Records from a collection:
=====
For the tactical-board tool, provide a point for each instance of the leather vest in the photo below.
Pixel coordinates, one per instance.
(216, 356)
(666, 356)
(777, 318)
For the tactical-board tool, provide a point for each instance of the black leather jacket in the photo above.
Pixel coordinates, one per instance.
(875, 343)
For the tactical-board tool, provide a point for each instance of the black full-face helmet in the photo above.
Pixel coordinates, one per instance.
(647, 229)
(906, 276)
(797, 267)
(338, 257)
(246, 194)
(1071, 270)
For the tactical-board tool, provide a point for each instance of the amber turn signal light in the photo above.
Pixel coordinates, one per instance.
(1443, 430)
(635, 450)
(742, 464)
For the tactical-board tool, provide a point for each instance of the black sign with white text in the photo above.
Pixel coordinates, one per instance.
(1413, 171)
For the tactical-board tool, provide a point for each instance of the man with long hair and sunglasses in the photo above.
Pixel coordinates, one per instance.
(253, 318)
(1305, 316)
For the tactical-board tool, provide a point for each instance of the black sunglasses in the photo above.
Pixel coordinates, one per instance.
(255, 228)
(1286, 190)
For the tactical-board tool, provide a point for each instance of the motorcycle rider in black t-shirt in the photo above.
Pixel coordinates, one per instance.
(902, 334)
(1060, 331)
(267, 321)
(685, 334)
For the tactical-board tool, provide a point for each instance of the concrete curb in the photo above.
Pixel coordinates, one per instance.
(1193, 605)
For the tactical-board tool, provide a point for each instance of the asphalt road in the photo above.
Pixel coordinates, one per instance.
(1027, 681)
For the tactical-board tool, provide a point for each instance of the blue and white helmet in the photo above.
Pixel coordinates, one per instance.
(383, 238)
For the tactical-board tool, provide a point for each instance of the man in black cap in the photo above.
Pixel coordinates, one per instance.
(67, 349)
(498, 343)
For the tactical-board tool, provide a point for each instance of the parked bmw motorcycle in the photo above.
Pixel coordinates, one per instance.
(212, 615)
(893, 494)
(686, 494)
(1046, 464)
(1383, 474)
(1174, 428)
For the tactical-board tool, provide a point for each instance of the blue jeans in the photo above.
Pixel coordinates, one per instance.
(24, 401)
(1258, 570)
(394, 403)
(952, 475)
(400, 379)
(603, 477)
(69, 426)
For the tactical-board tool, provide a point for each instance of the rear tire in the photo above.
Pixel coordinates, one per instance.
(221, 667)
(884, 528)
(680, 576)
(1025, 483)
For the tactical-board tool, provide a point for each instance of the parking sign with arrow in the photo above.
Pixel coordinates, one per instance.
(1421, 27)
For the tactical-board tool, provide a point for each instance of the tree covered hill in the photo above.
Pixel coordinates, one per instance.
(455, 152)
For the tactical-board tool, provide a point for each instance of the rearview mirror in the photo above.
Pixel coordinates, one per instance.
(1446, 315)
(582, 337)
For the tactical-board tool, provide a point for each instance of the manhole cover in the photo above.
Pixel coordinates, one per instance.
=====
YOUR OBJECTIVE ::
Copy out the lines from the one with "t-shirt in the photo above." up to and including the one with "(1174, 428)", requests and all, and increase every pixel coordinate in the answers by 40.

OUTPUT BELOW ::
For the tactical-board tool, provide a point for each instance of the motorcycle rider in black t-shirt in the photo above.
Pixel coordinates, one per instance.
(942, 374)
(1100, 371)
(307, 361)
(725, 374)
For the tactical-board tool, provide a point for each instance of the concrete curb in the photo above.
Pixel coordinates, one per instance.
(1233, 645)
For the tactical-board tool, provide a point for each instance of the asphalt road in the photo above.
Pixel coordinates, one per instance.
(1067, 721)
For the tactical-board tool, provide a point for each instance of the blue and white helmet in the photo above.
Pixel coordinates, one per instance.
(423, 278)
For the tactical-board tool, provide a point for each instance of the man in black cap in the photo above.
Pixel coordinates, one per instance.
(107, 389)
(538, 383)
For the tactical-board tool, provide a point for each instance of the parked bmw motorcycle in the photo above.
Pixel coordinates, one per instance.
(252, 655)
(933, 534)
(726, 534)
(1086, 504)
(1423, 514)
(1214, 468)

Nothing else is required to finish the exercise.